VORLIEGENDER TEXTAUSZUG
══════
Gewiss. Die meisten Kinder werden nicht an einem dieser Plastikteile mit Metallkugelinhalt ersticken. Die meisten Eltern der vom Nano-Virus befallenen Kleinen werden verantwortungsvoll darüber wachen, dass diese die bunten Pillenzwerge nicht für Täfeli halten und in der entsprechenden Körperöffnung verschwinden lassen. Und sie werden vielleicht gar standhaft bleiben gegenüber dem Tobsuchtsanfall des Nachwuchses beim Einkaufen.
Und doch finde ich die Frage berechtigt: War das nötig? Oder anders gefragt: Hätten Sie sich für diese Mania entschieden, wenn Sie Marketingchef der Migros wären? Bestimmt konnten die Verantwortlichen aus einer Menge von Vorschlägen wählen. Es hätte gewiss Schlaueres gegeben (was die Migros ja auch schon bewiesen hat), als Millionen der nicht ungefährlichen Plastikzwerge übers Land zu streuen.
Erst recht bedenklich finde ich die Zwergeinvasion, weil es dem Grossverteiler nicht darum geht, uns etwas zu schenken. Das sollten wir ob all der Spiel- und sonstigen Freude nicht vergessen. Es geht der Migros um Marketing. Die Migros macht Marketing mit unseren Kindern. Die Kleinen sollen die Eltern zum Einkaufen bringen. So einfach ist das. Sie sollen sich an der Kasse kreischend auf den Boden werfen; mit tränenerstickter Stimme auf ihre Spielkameraden hinweisen, die schon viel mehr Nanos haben; im Roten drehen, weil ihnen genau der eine wichtige schöne noch fehlt.
══════
ARBEITSAUFTRAG
Setze bitte den Meinungstext über die Plastikzwerge der Migros nach seinem letzten Satz fort. Das Material spielt hierfür keine Rolle.

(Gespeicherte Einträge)
══════
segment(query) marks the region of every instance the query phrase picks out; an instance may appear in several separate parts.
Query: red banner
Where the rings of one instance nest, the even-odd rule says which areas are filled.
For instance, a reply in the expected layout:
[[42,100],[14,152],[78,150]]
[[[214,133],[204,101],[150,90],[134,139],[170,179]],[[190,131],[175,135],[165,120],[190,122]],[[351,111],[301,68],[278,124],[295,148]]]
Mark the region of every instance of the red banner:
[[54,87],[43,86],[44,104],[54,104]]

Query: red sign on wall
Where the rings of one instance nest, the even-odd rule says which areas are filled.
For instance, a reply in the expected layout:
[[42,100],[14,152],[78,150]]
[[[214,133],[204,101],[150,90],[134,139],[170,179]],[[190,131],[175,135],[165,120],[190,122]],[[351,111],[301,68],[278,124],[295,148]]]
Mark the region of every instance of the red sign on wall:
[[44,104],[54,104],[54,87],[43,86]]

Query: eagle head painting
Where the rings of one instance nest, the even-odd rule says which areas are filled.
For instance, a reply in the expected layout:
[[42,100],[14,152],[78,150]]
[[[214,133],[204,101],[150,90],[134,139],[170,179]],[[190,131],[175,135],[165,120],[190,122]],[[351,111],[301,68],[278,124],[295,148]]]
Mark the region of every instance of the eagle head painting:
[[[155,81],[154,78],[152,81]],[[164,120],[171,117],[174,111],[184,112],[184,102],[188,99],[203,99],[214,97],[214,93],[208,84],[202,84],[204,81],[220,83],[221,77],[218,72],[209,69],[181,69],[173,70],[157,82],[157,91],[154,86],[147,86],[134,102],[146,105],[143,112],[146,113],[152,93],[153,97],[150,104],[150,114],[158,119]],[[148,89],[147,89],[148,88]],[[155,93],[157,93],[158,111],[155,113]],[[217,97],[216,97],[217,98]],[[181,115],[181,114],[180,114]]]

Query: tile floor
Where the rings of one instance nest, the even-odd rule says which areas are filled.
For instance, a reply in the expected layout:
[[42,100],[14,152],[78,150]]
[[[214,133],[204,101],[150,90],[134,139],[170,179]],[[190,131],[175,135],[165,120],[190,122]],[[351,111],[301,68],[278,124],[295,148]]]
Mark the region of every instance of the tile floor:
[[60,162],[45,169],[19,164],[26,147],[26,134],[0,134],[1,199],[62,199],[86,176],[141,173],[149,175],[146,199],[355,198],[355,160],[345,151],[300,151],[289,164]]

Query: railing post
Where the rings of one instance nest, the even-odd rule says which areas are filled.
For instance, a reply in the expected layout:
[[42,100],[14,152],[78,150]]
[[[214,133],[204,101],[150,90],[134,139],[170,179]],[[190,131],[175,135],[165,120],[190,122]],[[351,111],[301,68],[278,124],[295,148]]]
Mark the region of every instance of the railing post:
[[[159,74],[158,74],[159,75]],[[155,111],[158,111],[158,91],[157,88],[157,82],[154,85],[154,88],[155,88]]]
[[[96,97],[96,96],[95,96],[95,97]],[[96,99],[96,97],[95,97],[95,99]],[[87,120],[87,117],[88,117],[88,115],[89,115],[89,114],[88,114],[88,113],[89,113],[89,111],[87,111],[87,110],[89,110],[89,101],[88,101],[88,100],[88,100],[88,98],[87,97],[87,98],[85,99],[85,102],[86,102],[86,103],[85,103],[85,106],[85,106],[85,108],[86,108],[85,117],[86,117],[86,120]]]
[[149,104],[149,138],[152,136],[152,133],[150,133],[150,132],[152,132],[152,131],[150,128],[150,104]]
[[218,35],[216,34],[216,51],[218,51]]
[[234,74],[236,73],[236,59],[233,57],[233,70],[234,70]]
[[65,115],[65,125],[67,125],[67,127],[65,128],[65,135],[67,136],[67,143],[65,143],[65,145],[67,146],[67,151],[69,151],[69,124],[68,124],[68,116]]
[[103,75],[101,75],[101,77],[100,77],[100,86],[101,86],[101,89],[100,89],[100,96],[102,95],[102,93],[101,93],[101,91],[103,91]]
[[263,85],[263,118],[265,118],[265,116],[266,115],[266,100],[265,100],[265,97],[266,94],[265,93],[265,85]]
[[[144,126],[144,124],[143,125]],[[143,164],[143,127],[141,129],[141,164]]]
══════
ERGEBNIS
Und die Grossen sollen bitteschön mit vollem Wägeli zur Kasse schreiten. Eigentlich wollte Mama nur für 12 Franken einkaufen. Zu dumm, dass es dafür noch keinen Nano gibt. Also kauft Mama für mindestens 20 Franken ein. Und der nanogetriebene Einkauf soll gefälligst an jenen Tagen stattfinden, die der Migros am besten passen. Die nur an ausgewählten Daten erhältlichen Super-Nanos sorgen dafür.
Marketing via Kleinkinder und Kundenbindung im Kindesalter (aus kleinen Fans werden grosse Kunden) – das ist des Nanos Kern. Und das finde ich persönlich dann schon viel weniger sympa als das freundliche Aussehen der bunten Pillenkerle.